Gather every line of the entries below that contains the string "leaf", treating uppercase and lowercase letters as distinct.

Record set:
---
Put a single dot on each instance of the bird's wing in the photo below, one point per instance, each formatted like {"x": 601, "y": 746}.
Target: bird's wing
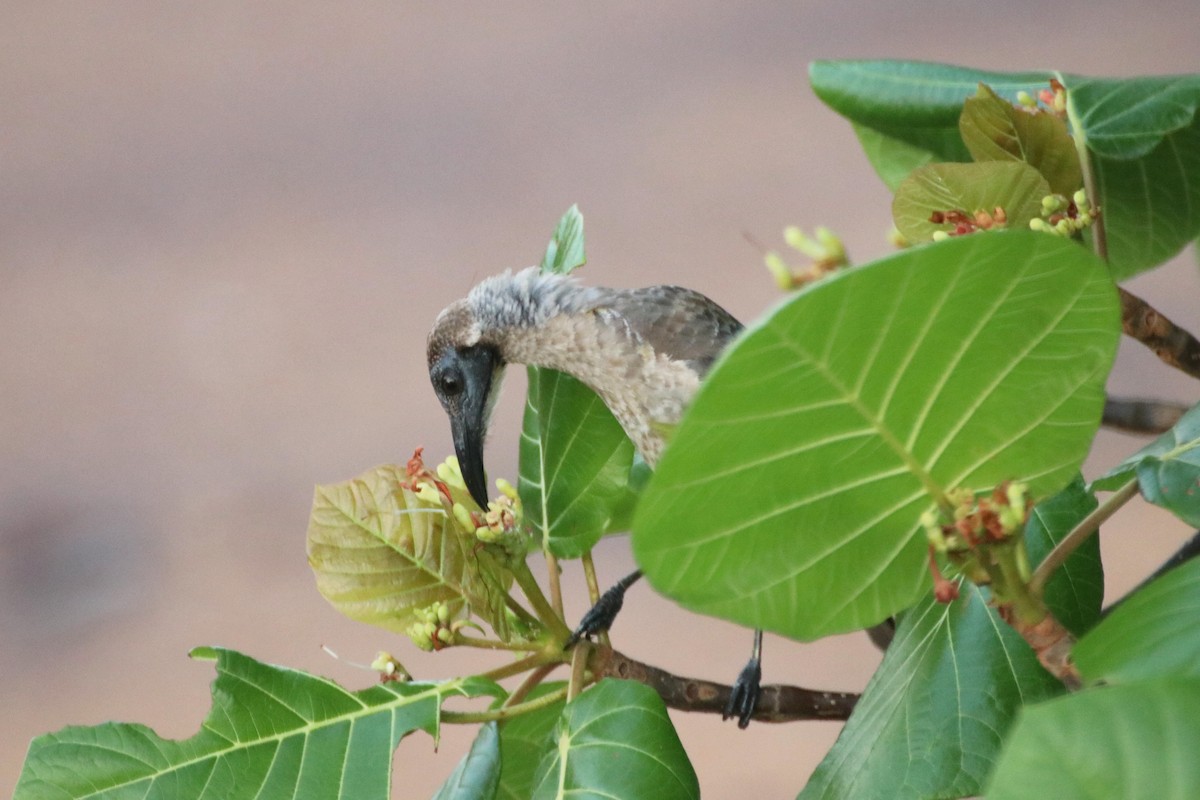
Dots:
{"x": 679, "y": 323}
---
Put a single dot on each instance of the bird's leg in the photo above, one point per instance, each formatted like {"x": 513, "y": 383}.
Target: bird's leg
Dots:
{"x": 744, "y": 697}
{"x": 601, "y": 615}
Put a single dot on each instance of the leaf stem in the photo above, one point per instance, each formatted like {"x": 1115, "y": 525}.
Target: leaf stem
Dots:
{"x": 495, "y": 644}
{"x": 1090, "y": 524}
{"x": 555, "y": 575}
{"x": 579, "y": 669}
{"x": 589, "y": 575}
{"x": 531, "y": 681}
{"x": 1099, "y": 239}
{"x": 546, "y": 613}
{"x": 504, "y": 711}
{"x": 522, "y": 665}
---
Solution for this problem:
Put a single dot on each instance of the leaf stem in the photo above, one point per instance, each formatted like {"x": 1115, "y": 525}.
Target: leaf stem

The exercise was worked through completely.